==== Given data
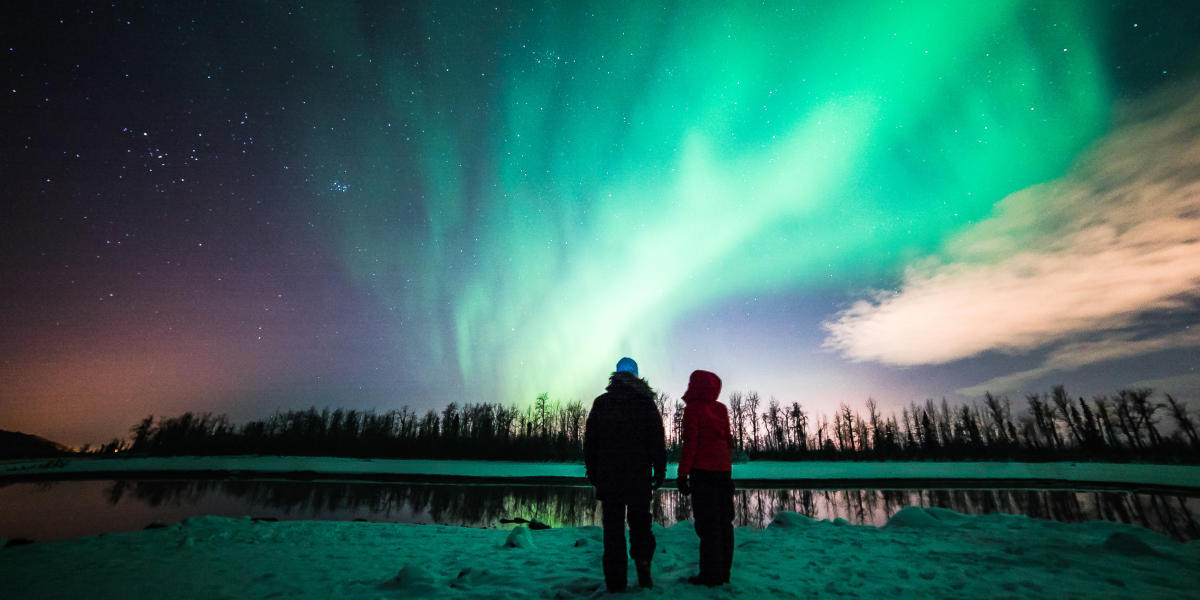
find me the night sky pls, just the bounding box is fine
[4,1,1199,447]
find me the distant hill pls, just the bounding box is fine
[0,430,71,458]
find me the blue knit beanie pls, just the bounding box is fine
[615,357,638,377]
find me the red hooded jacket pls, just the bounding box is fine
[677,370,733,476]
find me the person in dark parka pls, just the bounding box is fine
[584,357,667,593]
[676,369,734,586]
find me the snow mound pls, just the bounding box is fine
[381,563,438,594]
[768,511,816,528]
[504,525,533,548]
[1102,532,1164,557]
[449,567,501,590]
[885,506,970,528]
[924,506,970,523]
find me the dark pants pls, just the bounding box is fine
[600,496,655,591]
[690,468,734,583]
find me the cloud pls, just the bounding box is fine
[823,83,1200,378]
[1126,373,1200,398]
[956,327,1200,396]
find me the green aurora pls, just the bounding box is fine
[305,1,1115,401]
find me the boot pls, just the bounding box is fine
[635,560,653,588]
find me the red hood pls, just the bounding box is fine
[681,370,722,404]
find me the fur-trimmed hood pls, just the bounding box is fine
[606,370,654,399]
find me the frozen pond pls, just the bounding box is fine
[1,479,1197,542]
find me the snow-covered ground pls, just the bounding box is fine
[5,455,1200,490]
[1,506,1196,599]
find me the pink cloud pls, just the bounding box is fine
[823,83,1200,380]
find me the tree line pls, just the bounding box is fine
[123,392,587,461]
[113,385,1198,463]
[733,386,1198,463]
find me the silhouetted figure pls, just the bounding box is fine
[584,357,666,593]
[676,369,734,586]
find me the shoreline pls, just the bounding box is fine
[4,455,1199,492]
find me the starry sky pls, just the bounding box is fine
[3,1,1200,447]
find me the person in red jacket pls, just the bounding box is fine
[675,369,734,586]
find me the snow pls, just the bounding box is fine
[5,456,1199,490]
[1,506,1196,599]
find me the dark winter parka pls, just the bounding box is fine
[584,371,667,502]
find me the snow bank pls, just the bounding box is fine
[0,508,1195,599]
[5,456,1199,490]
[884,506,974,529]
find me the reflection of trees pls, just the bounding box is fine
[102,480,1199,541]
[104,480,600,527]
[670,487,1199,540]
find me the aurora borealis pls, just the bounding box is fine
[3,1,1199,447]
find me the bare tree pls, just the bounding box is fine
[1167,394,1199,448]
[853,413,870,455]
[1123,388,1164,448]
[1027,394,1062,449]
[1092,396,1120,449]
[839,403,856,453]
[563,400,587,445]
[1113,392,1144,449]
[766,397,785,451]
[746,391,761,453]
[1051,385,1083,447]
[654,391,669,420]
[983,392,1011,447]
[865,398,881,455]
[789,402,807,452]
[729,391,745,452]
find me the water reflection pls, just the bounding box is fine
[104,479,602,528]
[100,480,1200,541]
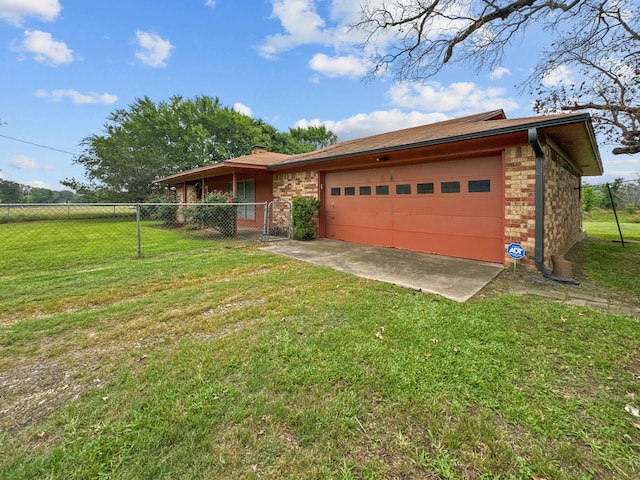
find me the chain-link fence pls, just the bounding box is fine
========
Copy the line showing "find me the frozen" exactly, along with each line after it through the end of the material above. Pictures stay out.

Written response:
find me the frozen pond pls, just the bounding box is fine
[1,479,1197,542]
find me the snow-covered ground pls, just the bounding box is fine
[5,455,1200,490]
[1,506,1196,599]
find me the pink cloud pls, just the bounding box is fine
[823,83,1200,380]
find me the tree line pls, just the bounding box is fine
[123,392,587,461]
[113,385,1198,463]
[733,386,1198,463]
find me the silhouetted figure pls, just the bounding box is fine
[584,357,666,593]
[676,369,734,586]
find me the shoreline pls, just the bounding box is fine
[4,455,1199,492]
find me the starry sky pls, just the bounding box is fine
[3,1,1200,447]
find me the person in red jacket pls, just the bounding box is fine
[675,369,734,586]
find me the snow pls, just the bounding box is fine
[5,456,1199,490]
[1,506,1196,599]
find me the dark winter parka pls, just the bounding box is fine
[584,371,667,502]
find me the snow bank pls, just the bounding box is fine
[0,508,1195,599]
[5,456,1199,490]
[884,506,974,529]
find me the reflection of trees pls, just the bounding box is fine
[102,480,1199,541]
[104,480,600,527]
[670,487,1199,540]
find me the aurora borealis pls, just the bounding box is fine
[3,1,1199,447]
find me the bare tree pls, just the bounding box is fine
[1167,394,1199,448]
[853,413,870,455]
[1123,388,1164,448]
[1027,394,1062,449]
[1092,396,1120,449]
[839,403,856,453]
[563,400,587,445]
[1113,392,1144,449]
[766,397,785,451]
[746,391,761,453]
[1051,385,1083,447]
[654,391,669,420]
[983,392,1011,447]
[865,398,881,455]
[789,402,807,452]
[729,391,745,452]
find me the water reflection pls, just the bounding box is fine
[104,479,602,528]
[100,480,1200,541]
find me the chain-link fence pls, just the bounding box is fine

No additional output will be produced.